Exercise data section start

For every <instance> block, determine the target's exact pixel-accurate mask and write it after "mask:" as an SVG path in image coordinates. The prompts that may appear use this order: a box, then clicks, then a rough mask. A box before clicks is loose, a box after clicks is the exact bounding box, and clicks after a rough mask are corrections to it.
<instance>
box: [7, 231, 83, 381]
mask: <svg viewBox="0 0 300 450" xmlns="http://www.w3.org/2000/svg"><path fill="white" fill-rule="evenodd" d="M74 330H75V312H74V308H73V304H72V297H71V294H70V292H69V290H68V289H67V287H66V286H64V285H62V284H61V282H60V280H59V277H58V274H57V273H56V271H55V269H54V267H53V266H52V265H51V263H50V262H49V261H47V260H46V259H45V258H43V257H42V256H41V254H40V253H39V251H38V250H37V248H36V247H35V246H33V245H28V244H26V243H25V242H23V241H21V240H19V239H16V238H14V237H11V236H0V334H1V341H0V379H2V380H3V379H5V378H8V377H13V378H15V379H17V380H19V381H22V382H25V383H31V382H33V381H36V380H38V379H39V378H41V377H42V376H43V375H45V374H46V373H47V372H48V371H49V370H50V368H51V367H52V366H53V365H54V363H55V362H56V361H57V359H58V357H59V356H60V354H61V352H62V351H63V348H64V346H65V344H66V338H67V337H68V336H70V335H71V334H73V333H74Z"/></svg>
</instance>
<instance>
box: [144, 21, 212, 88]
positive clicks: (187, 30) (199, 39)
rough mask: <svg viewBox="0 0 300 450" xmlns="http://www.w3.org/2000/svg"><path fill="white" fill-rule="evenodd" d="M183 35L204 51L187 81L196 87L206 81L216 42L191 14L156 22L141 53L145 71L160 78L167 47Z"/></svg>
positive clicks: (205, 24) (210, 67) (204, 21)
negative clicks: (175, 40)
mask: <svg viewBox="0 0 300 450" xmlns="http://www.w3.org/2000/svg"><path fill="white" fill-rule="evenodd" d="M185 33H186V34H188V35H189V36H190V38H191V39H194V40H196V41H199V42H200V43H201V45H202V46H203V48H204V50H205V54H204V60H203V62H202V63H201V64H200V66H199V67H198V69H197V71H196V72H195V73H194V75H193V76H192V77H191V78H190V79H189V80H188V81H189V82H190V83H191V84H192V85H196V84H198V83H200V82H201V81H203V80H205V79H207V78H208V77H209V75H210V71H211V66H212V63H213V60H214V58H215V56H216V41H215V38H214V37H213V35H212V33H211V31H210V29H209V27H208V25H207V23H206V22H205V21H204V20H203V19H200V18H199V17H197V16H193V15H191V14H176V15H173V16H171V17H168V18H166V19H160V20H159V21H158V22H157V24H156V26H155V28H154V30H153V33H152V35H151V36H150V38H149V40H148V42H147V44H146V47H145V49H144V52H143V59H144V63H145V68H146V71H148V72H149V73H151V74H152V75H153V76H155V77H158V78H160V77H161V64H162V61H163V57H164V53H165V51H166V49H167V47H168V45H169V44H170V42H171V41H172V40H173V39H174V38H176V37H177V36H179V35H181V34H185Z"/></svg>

Exercise data section end

Copy the lines from the one containing "</instance>" through the end of the entries, renaming "positive clicks" to "foreground clicks" throughout and leaving everything else as it stands.

> Reply
</instance>
<instance>
box: [144, 21, 212, 88]
foreground clicks: (187, 30) (199, 39)
rough mask: <svg viewBox="0 0 300 450" xmlns="http://www.w3.org/2000/svg"><path fill="white" fill-rule="evenodd" d="M183 35L204 51L187 81L196 87L206 81L216 42L191 14L156 22L141 53L145 71L160 78L167 47Z"/></svg>
foreground clicks: (205, 24) (210, 67) (204, 21)
negative clicks: (175, 40)
mask: <svg viewBox="0 0 300 450" xmlns="http://www.w3.org/2000/svg"><path fill="white" fill-rule="evenodd" d="M185 33H186V34H188V35H189V36H190V38H191V39H194V40H196V41H199V42H200V43H201V45H202V46H203V48H204V50H205V54H204V60H203V62H202V63H201V64H200V66H199V67H198V69H197V71H196V72H195V73H194V75H193V76H192V77H191V78H190V79H189V80H188V81H189V82H190V83H191V84H192V85H196V84H198V83H200V82H201V81H203V80H205V79H207V78H208V77H209V75H210V71H211V66H212V63H213V60H214V58H215V56H216V41H215V38H214V37H213V35H212V33H211V31H210V29H209V27H208V25H207V23H206V22H205V21H204V20H203V19H200V18H199V17H197V16H193V15H191V14H176V15H173V16H171V17H168V18H166V19H160V20H159V21H158V22H157V24H156V26H155V28H154V30H153V33H152V35H151V36H150V38H149V40H148V42H147V44H146V47H145V49H144V52H143V59H144V63H145V68H146V71H148V72H149V73H151V74H152V75H153V76H155V77H158V78H160V77H161V64H162V61H163V57H164V53H165V51H166V49H167V47H168V45H169V44H170V42H171V41H172V40H173V39H174V38H176V37H177V36H179V35H181V34H185Z"/></svg>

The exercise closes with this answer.